Rewrite all of the data below, substituting "occurrence" for every "instance" and leaving everything else unchanged. Omit the pictures.

**Records for this exercise**
__________________________________________________
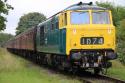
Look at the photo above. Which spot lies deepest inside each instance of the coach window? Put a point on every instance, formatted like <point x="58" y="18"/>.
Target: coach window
<point x="65" y="19"/>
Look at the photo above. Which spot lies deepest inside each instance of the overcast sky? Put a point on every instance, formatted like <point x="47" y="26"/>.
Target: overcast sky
<point x="47" y="7"/>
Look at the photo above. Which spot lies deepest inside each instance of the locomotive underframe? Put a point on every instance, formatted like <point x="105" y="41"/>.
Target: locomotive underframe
<point x="92" y="58"/>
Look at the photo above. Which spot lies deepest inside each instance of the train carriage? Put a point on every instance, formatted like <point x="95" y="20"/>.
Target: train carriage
<point x="80" y="36"/>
__________________________________________________
**Finished exercise**
Look at the photo above. Which spot lies deepest inside each occurrence of the coach window? Put a point on every occurrence, formatted like <point x="58" y="18"/>.
Target: coach window
<point x="65" y="19"/>
Look at the photo above. Which spot lies deepest inside each occurrence of the overcast sky? Put a point on every occurrence, formatted like <point x="47" y="26"/>.
Target: overcast sky
<point x="47" y="7"/>
Look at the photo above. Which spot lies deepest inside each occurrence of the locomotive underframe? Put a point on every occurrence, formatted like <point x="105" y="41"/>.
Target: locomotive underframe
<point x="92" y="58"/>
Look at the photo above. Which spot lies deepest inside each occurrence of the train carriage? Put a point on every occurrence, formatted like <point x="95" y="20"/>.
Target: train carriage
<point x="80" y="36"/>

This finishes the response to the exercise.